**ПИСЬМЕННОЕ ЗАДАНИЕ:** Перепишите полностью приведенный ниже текст о постановке драм Гауптмана Художественным театром, не меняя в нем ни слова.

**ФРАГМЕНТ ТЕКСТА:**
Петербургская критика нашла неудачным исполнение московским театром обеих драм Гауптмана. Постановка «Геншеля» встретила и в Москве мало сочувствия. Но относительно «Одиноких» — дело вкуса. Мне кажется, на эту пьесу не существует определенного взгляда. Я, например, не понимаю, почему Фокерат «сверхчеловек». Он очень слабый и пошлый человек. Он — тип вульгарного индивидуализма, блудливого, как кошка, и трусливого, как заяц. Редкий из нас не найдет в Фокерате близких себе черт, и в этом смысле я понимаю посвящение драмы «тем, кто ее пережил», — то есть тем, кто переболел ею и возвысился над ней. Бесконечные «комедии любви» всегда замаскировываются пошлыми фразами о сродстве душ, платонической дружбе, духовной поддержке, когда приходят в период обзаведения законным наследником. В данном случае это были предчувствия «нового, высшего, лучшего отношения между людьми» — в конце концов, единственно между мужчиной и женщиной. «Есть в нас нечто враждебное высказанным заключениям, и впоследствии эта враждебность победит нас», — говорит и более сильная, и более умная Анна.

Я ужасно люблю эту правдивую и тонкую драму, но не могу себе представить в иных красках, чем те, какими ее выражает Художественный театр. Дряблого, капризного, во всем на чужой счет живущего Фокерата я не могу облечь в рыцаря духа и, не признавая ничего, кроме средних способностей за г. Мейерхольдом, я глубоко сочувствую театру, который так трактует его роль.

**ПРЕДОСТАВЛЕННЫЕ ЗАПИСИ:**
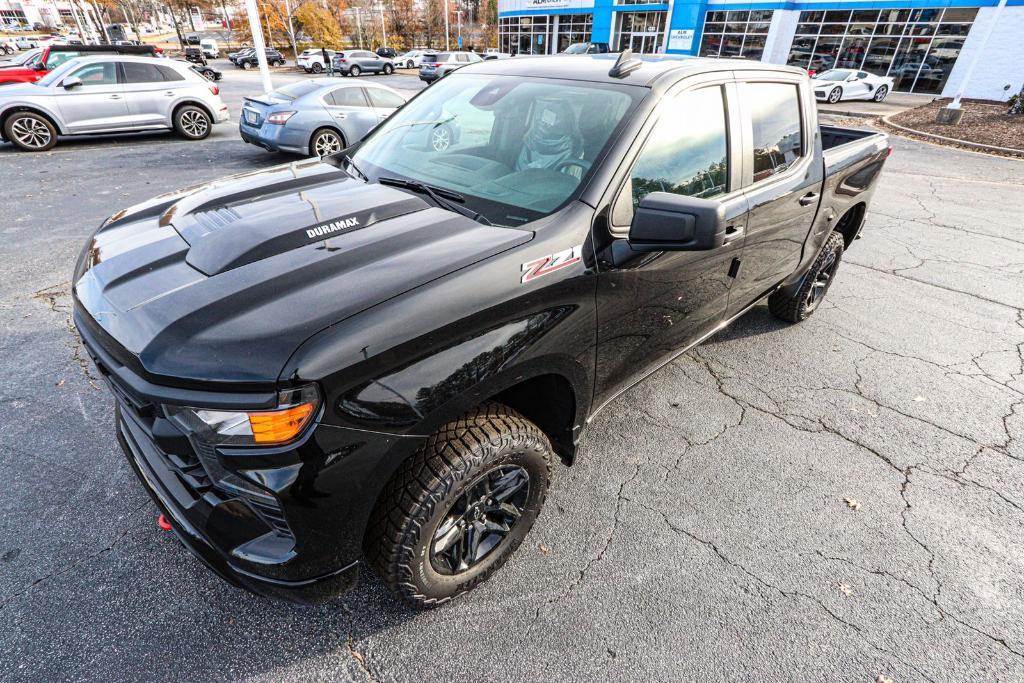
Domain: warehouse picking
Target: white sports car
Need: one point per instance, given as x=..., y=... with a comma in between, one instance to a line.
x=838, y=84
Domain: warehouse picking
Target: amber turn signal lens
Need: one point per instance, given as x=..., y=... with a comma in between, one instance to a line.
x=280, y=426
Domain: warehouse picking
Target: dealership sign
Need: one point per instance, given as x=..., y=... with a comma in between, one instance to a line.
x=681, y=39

**ОТВЕТ:**
Петербургская критика нашла неудачным исполнение московским театром обеих драм Гауптмана. Постановка «Геншеля» встретила и в Москве мало сочувствия. Но относительно «Одиноких» — дело вкуса. Мне кажется, на эту пьесу не существует определенного взгляда. Я, например, не понимаю, почему Фокерат «сверхчеловек». Он очень слабый и пошлый человек. Он — тип вульгарного индивидуализма, блудливого, как кошка, и трусливого, как заяц. Редкий из нас не найдет в Фокерате близких себе черт, и в этом смысле я понимаю посвящение драмы «тем, кто ее пережил», — то есть тем, кто переболел ею и возвысился над ней. Бесконечные «комедии любви» всегда замаскировываются пошлыми фразами о сродстве душ, платонической дружбе, духовной поддержке, когда приходят в период обзаведения законным наследником. В данном случае это были предчувствия «нового, высшего, лучшего отношения между людьми» — в конце концов, единственно между мужчиной и женщиной. «Есть в нас нечто враждебное высказанным заключениям, и впоследствии эта враждебность победит нас», — говорит и более сильная, и более умная Анна.

Я ужасно люблю эту правдивую и тонкую драму, но не могу себе представить в иных красках, чем те, какими ее выражает Художественный театр. Дряблого, капризного, во всем на чужой счет живущего Фокерата я не могу облечь в рыцаря духа и, не признавая ничего, кроме средних способностей за г. Мейерхольдом, я глубоко сочувствую театру, который так трактует его роль.